----- Listed records -----

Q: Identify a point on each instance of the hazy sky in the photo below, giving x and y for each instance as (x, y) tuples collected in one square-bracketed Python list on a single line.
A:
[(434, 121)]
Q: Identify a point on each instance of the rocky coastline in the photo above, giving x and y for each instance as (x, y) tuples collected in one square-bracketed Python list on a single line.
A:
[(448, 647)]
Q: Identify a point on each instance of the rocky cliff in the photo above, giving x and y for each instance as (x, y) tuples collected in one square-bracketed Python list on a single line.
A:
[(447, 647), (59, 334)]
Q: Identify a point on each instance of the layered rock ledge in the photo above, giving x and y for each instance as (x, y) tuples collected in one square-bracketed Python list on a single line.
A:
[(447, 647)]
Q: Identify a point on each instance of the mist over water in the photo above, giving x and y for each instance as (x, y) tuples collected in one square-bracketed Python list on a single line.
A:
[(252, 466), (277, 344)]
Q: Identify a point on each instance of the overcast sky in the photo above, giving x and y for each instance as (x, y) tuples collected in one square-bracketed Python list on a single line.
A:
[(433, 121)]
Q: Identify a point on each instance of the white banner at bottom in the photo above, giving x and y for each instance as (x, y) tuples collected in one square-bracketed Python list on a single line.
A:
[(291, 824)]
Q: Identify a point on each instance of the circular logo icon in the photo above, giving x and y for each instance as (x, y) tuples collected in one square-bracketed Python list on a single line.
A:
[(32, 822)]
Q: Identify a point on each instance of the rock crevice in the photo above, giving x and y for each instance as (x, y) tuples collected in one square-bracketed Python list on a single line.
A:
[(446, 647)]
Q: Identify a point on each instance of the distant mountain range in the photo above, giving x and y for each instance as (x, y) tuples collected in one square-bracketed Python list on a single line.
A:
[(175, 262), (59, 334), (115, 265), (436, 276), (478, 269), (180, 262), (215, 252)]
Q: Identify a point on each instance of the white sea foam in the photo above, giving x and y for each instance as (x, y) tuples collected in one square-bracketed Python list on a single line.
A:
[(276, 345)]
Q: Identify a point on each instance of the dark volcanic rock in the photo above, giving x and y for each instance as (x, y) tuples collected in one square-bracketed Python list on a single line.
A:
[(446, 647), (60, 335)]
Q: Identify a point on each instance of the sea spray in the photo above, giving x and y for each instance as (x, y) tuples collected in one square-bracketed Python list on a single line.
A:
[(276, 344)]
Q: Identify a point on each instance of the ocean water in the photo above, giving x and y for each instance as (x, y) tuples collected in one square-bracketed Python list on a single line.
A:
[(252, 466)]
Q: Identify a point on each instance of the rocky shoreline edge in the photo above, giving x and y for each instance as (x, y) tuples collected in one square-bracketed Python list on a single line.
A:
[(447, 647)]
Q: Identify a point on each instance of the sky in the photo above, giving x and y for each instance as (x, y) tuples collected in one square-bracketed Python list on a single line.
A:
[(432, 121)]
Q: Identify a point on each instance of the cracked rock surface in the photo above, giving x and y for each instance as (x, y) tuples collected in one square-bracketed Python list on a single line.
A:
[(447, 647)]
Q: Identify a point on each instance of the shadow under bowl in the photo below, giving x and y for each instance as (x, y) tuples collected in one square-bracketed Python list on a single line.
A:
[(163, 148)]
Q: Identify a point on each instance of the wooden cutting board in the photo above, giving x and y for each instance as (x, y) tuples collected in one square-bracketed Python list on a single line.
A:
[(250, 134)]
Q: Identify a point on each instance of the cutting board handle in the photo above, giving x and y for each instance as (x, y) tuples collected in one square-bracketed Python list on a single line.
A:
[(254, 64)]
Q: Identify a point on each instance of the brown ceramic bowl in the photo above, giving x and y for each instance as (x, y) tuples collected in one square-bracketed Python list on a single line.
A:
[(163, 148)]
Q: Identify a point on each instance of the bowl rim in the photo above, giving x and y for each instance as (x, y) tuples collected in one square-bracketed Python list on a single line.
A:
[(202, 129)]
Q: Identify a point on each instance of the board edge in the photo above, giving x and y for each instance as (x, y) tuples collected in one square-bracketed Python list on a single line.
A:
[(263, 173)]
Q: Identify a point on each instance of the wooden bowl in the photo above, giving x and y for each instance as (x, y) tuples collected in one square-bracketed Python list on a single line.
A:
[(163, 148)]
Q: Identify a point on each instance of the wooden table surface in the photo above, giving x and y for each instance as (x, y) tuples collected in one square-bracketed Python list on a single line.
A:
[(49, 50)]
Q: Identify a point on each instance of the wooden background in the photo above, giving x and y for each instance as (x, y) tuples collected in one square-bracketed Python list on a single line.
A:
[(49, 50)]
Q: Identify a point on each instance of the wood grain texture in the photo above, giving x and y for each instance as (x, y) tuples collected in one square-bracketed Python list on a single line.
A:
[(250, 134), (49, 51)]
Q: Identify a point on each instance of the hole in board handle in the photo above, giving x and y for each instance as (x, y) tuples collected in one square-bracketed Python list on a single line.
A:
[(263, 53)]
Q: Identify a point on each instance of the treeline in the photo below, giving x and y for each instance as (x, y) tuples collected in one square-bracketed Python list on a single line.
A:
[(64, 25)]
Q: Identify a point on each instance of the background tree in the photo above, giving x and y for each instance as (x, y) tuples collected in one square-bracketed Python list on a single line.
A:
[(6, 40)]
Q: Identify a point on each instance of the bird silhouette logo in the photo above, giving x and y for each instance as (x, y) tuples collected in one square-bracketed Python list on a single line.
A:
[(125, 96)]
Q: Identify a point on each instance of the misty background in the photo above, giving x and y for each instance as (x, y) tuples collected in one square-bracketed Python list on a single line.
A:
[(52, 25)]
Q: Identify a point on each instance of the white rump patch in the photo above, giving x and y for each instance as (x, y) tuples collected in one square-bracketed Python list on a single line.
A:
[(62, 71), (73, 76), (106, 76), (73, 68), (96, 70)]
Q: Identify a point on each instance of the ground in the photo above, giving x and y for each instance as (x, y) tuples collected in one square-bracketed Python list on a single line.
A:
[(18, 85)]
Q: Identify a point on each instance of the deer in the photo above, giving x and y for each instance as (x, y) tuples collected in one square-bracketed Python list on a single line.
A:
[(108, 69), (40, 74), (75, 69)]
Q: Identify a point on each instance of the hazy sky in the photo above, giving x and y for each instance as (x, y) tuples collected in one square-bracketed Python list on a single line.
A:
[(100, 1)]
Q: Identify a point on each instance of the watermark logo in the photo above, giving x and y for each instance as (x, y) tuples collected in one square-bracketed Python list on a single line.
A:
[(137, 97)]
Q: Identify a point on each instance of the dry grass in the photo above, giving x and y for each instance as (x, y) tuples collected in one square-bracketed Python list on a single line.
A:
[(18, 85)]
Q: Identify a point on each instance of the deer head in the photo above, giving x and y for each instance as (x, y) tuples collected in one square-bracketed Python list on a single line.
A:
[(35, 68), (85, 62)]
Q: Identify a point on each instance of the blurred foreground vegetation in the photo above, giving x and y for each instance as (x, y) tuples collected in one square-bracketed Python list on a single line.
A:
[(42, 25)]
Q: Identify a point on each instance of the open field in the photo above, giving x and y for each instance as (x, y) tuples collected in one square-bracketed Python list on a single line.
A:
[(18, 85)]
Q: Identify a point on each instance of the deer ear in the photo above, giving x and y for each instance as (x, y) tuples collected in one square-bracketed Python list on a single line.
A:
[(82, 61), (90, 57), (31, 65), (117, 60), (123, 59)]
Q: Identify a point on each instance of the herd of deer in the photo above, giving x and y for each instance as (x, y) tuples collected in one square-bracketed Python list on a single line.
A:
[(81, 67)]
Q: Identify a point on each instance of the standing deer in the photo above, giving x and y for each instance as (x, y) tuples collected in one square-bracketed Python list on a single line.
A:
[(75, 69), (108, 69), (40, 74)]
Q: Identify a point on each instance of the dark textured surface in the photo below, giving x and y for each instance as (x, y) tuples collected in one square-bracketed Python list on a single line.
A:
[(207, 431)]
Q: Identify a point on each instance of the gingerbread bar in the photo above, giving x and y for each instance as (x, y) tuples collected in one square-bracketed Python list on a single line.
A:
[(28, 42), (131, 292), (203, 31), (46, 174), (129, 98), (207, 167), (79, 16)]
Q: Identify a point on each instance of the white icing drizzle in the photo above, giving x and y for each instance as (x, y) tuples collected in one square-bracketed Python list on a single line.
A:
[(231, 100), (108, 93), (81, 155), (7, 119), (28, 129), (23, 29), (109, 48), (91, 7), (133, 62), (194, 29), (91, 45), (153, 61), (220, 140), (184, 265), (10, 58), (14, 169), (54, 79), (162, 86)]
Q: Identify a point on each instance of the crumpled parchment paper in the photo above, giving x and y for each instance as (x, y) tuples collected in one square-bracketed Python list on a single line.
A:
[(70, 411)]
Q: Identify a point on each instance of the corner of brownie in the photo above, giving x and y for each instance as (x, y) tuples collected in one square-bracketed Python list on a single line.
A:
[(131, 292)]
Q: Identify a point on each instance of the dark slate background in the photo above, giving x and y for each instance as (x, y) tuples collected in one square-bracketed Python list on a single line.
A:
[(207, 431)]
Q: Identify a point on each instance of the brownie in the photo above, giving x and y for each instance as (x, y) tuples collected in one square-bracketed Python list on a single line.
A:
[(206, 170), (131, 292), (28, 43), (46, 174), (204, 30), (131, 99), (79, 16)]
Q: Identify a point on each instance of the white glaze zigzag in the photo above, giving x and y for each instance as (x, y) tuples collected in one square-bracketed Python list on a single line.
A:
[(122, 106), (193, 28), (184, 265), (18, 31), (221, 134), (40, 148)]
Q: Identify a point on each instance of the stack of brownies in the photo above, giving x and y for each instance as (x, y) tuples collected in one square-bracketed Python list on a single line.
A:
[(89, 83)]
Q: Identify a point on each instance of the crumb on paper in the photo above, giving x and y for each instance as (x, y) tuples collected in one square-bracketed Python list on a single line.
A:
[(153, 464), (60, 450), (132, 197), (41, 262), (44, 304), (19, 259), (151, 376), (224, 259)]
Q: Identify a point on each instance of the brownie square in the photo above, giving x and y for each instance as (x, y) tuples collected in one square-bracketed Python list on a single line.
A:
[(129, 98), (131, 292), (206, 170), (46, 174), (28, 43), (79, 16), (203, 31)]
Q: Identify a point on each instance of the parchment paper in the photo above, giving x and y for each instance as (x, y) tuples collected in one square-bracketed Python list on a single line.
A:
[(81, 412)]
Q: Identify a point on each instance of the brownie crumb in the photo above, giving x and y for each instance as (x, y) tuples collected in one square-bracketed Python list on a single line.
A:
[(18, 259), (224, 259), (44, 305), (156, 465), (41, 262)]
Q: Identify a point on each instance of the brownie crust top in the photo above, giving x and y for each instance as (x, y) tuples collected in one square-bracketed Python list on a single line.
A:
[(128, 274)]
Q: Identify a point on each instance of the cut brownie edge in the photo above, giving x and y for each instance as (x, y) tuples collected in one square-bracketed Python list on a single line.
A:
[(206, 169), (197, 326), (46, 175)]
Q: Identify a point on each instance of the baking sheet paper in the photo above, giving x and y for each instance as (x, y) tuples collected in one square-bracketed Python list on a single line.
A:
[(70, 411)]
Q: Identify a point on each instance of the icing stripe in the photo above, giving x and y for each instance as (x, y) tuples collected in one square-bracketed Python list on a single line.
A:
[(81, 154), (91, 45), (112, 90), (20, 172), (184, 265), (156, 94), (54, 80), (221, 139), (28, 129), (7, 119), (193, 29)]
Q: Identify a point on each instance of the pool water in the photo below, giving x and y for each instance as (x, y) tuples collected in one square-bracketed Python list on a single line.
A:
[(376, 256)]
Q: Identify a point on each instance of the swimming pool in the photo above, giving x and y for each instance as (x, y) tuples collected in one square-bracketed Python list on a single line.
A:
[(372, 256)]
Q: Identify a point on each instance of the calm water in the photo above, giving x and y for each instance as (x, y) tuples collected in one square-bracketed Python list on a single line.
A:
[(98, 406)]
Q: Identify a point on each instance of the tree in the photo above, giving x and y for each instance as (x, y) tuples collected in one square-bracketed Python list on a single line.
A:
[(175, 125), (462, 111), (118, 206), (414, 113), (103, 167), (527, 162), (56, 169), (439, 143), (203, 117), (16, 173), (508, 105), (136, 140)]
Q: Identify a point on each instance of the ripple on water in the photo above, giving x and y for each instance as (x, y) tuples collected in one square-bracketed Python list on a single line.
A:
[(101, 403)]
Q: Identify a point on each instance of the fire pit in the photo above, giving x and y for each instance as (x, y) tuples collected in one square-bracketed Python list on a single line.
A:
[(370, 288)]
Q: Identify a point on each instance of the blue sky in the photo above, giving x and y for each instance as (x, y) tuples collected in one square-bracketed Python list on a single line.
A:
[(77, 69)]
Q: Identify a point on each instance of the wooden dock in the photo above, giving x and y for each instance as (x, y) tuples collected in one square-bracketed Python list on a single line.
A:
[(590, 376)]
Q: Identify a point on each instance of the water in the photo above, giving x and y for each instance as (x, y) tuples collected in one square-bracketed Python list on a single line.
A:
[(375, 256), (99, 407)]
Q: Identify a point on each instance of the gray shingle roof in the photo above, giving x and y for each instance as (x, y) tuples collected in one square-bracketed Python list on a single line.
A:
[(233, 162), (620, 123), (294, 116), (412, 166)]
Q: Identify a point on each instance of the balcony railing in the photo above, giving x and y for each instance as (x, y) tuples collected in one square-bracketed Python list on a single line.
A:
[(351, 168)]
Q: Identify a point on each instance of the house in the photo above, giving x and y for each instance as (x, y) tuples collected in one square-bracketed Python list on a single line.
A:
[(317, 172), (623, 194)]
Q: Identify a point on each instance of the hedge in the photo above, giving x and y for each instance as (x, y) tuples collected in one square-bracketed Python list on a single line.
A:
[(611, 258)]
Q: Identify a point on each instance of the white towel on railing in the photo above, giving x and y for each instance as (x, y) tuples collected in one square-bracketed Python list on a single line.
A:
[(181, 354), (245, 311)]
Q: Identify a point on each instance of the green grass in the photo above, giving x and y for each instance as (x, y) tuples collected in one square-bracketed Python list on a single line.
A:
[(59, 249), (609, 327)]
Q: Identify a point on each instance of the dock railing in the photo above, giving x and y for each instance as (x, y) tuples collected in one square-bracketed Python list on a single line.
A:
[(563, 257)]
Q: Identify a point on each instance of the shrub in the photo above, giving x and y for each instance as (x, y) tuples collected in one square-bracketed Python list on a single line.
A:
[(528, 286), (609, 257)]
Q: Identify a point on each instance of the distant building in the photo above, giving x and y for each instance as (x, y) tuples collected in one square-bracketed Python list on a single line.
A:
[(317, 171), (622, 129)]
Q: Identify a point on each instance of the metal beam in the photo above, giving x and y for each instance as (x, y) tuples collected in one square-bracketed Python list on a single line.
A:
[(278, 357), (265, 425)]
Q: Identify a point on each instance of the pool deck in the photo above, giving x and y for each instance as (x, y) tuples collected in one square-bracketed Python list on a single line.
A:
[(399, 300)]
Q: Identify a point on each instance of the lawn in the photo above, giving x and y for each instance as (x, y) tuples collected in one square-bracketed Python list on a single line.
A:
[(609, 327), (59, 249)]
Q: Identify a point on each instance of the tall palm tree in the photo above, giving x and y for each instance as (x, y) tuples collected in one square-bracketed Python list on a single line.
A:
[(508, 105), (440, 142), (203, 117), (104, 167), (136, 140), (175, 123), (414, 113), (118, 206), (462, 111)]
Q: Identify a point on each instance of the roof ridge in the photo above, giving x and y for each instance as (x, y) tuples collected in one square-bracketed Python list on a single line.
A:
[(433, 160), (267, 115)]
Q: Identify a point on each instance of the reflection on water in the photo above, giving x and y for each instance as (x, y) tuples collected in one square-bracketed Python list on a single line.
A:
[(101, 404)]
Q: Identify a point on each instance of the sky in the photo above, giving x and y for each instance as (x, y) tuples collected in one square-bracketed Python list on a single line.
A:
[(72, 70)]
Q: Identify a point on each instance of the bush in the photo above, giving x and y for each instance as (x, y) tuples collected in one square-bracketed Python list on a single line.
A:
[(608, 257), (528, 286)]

-----

**Exercise details:**
Repeat the records word for word, starting at the first line and stopping after the line that contains "[(447, 647), (59, 334)]".

**Task result:**
Q: Identify a point on each instance of the hazy sky in the photo below, giving x and y for each instance as (x, y) tuples collected in one square-bracketed Python list on a single line.
A:
[(434, 121)]
Q: Identify a point on each instance of the rocky coastline in the photo above, giving x and y for each instance as (x, y) tuples collected in one square-bracketed Python list on a single line.
A:
[(448, 647)]
Q: Identify a point on each instance of the rocky cliff in the photo above, giving x and y for each instance as (x, y) tuples collected in one square-bracketed Python list on a single line.
A:
[(447, 647), (59, 334)]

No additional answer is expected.